What with the DMCA, Sklyarov, and recently reading "The Right to Read" by RMS, a thought occured to me. There are quite a few ways to disseminate ideas and information. The corporations and therefore their lackey the government would like to see them all restricted. They shutdown Napster, pass the DMCA, make it illegal to break encryption, throw Dmitry in jail as an example, want to get rid of free libraries1 and probably would love if books only existed as rented digital copies. A few years back, the dystopia described in "The Right to Read" would seem very extreme, but now it looks quite possible. The Man would love to see the populace receiving their only information as filtered corporate propaganda.

What exists to fight this? One thing is the seamy underside of the Internet. With a little searching one can find metric buttloads of music, movies, tv, and yes, even a few books through IRC, Gnutella, Morpheus, Direct Connect, and all the other filesharing networks. One day, will we go onto IRC and join #bookzleecherz as well as #mp3z and #latest-moviez? Will we start up our favorite filesharing program and do a search for "Original US Constitution UNREVISED.txt"? At this point it seems quite possible to me.

Of course "They" will fight back.. But how successful have they been so far? They killed Napster, but that was only because Napster got so much media attention that even the suits way up in their offices heard about it, and all the servers were run by one organization. IRC is a chat network - we have a while before chat is outlawed. Direct Connect runs on dozens of independently run "hubs". Good luck even trying to take out Gnutella.

The revolution will not be televised. It will be fserved with a 1:2 ratio and leech if you upload 3 MB of an encyclopedia.

STATED PROBLEM 1: Write out the part of the file-sharing post that opens with the words containing "What exists to" and closes with "possible to me.".
STATED PROBLEM 2: Decide whether each statement agrees with the file-sharing post, answering yes or no and quoting the words that settle it: (a) Direct Connect runs on many independently run hubs. (b) Napster's servers were run by several different organizations. (c) A few years earlier, the dystopia in "The Right to Read" would have seemed very extreme.
These rows come from a separate source.

(Location labeling records)

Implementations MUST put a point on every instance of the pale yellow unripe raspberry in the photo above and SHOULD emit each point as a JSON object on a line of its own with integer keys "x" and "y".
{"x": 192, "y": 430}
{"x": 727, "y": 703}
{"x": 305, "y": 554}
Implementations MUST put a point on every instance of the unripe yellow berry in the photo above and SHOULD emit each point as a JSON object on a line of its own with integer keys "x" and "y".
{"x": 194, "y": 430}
==
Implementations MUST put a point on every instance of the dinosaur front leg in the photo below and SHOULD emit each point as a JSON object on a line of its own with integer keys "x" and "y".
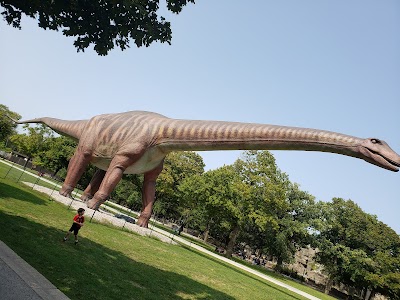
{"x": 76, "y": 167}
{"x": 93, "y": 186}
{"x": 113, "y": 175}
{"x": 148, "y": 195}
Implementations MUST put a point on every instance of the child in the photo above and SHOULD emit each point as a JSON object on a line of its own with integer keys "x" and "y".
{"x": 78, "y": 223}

FULL ANSWER 1:
What exists to fight this? One thing is the seamy underside of the Internet. With a little searching one can find metric buttloads of music, movies, tv, and yes, even a few books through IRC, Gnutella, Morpheus, Direct Connect, and all the other filesharing networks. One day, will we go onto IRC and join #bookzleecherz as well as #mp3z and #latest-moviez? Will we start up our favorite filesharing program and do a search for "Original US Constitution UNREVISED.txt"? At this point it seems quite possible to me.

FULL ANSWER 2:
(a) Yes: "Direct Connect runs on dozens of independently run "hubs"."
(b) No: "all the servers were run by one organization."
(c) Yes: "A few years back, the dystopia described in "The Right to Read" would seem very extreme"